◆ **Task details**
Could you repeat all of the entries below, character for character?

◆ **Extracted information**
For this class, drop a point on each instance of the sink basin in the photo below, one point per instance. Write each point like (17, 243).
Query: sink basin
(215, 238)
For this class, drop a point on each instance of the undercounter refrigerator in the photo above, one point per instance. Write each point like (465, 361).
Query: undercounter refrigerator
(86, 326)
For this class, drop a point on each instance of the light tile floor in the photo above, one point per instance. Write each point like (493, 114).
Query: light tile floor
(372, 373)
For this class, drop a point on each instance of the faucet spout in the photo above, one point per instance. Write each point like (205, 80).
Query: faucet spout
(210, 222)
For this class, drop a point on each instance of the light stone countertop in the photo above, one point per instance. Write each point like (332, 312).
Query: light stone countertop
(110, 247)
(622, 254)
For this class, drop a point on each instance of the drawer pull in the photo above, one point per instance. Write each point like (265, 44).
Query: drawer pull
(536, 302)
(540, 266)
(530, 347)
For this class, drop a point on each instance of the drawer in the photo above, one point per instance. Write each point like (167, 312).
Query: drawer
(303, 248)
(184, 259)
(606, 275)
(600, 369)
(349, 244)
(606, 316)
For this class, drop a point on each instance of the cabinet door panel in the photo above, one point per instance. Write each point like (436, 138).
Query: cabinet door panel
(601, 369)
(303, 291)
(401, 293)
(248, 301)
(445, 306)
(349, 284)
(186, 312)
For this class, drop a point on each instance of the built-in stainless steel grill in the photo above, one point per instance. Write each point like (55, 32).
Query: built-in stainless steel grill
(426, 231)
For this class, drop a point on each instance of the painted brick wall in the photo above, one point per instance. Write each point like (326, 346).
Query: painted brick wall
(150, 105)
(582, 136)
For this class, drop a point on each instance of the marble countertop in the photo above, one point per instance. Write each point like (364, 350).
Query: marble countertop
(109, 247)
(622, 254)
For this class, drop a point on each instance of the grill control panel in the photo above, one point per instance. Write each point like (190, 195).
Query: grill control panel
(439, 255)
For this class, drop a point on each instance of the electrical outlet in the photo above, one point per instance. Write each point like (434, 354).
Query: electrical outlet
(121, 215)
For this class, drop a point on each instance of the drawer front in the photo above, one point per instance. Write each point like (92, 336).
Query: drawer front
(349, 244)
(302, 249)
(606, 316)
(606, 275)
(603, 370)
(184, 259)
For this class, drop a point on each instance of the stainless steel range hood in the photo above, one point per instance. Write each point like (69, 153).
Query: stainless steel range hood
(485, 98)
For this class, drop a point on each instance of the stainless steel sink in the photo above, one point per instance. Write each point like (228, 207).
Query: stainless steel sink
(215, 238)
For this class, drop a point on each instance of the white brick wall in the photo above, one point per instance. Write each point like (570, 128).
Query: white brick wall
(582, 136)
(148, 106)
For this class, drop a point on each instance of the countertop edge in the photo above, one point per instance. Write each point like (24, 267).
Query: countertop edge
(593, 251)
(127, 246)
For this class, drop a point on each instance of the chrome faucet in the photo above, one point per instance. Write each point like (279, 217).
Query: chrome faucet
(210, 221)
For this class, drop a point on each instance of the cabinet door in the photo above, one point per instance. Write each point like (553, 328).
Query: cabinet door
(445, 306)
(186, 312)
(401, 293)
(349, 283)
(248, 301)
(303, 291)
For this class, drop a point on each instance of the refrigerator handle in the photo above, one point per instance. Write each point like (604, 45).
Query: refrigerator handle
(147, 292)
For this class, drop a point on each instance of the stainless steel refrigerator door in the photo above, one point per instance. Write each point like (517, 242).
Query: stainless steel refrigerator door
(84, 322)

◆ **Your response**
For this class, drop a point on each instance of the sink basin in the photo below, one point per instance. Write each point like (17, 243).
Query: sink basin
(215, 238)
For this class, drop a point on each instance of the undercounter refrigerator in the photo above, one point per instance. Write each point like (465, 361).
Query: undercounter refrigerator
(86, 326)
For this class, drop a point on each instance of the light tile floor in the photo above, one point per instance. Write each point like (493, 114).
Query: light tile floor
(372, 373)
For this class, drop a point on each instance of the faucet spout in the photo above, one point per instance. Write each point like (205, 80).
Query: faucet spout
(210, 222)
For this class, drop a point on each instance of the light stone countertop in the photo above, one point per instance. Write each point like (332, 312).
Query: light stone countertop
(110, 247)
(622, 254)
For this class, drop a point on each instance of the drawer pull in the photo above, one point per instance. Write each point like (265, 44).
Query: drawer pull
(536, 302)
(540, 266)
(530, 347)
For this class, drop a point on each instance of the drawer in the photo above, one point per instance. Write each point like (167, 312).
Query: drawer
(303, 248)
(184, 259)
(606, 275)
(600, 369)
(349, 244)
(606, 316)
For this class, drop a point on each instance of the cabinet door panel in the photo above, one point per instance. Write each point like (436, 138).
Query: cabinet door panel
(601, 369)
(303, 291)
(401, 293)
(248, 301)
(445, 306)
(349, 284)
(186, 312)
For this class, drop a point on each instance of the built-in stainless steel grill in the photo above, one point per instance. Write each point like (55, 32).
Query: built-in stainless steel grill
(426, 231)
For this class, drop a point on each instance of the painted brick wall in the photo above, one point per instance. Write each point like (326, 346).
Query: painted brick wall
(150, 105)
(582, 136)
For this class, drop a point on each instance of the marble countertop in the photo above, one point per instance. Write each point like (364, 350).
Query: marble countertop
(109, 247)
(622, 254)
For this class, drop a point on each instance of the grill control panel in the photo above, one point per instance. Write each point like (190, 195).
Query: grill control panel
(439, 255)
For this class, drop a point on each instance of the electrical outlet in the photo above, one point per instance. Write each point like (434, 354).
Query: electrical outlet
(121, 215)
For this class, drop a point on each instance of the drawer front in the photo above, one point per instance. Write each point like (92, 336).
Query: drawer front
(349, 244)
(302, 249)
(606, 316)
(606, 275)
(603, 370)
(184, 259)
For this class, drop a point on each instance of the stainless steel range hood in the photo above, one point per instance. Write each point like (69, 153).
Query: stainless steel range hood
(485, 98)
For this class, drop a point on each instance of the stainless steel sink in the photo above, one point per instance. Write each point like (228, 207).
Query: stainless steel sink
(215, 238)
For this class, drop a point on each instance of the white brick wall in the photo above, one point per instance. Write each point like (570, 128).
Query: white brick wall
(582, 136)
(148, 106)
For this class, drop a point on each instance of the countertop edge in the photo above, one point per instance. Write each point like (24, 267).
Query: countertop edge
(593, 251)
(127, 246)
For this class, drop a point on each instance of the chrome faucet in the photo above, one point per instance. Write each point like (279, 217).
Query: chrome faucet
(210, 221)
For this class, drop a point on each instance of the cabinet door in the photo above, one point per instance. Write each point like (553, 328).
Query: cabinet door
(445, 306)
(186, 312)
(401, 293)
(349, 283)
(248, 301)
(303, 291)
For this class, drop a point on each instance of the refrigerator handle in the photo above, one point per instance. Write each point like (604, 45).
Query: refrigerator handle
(147, 292)
For this class, drop a point on each instance of the stainless steel refrigerator door in the photo above, one point per instance. Write each point like (517, 242).
Query: stainless steel refrigerator door
(84, 322)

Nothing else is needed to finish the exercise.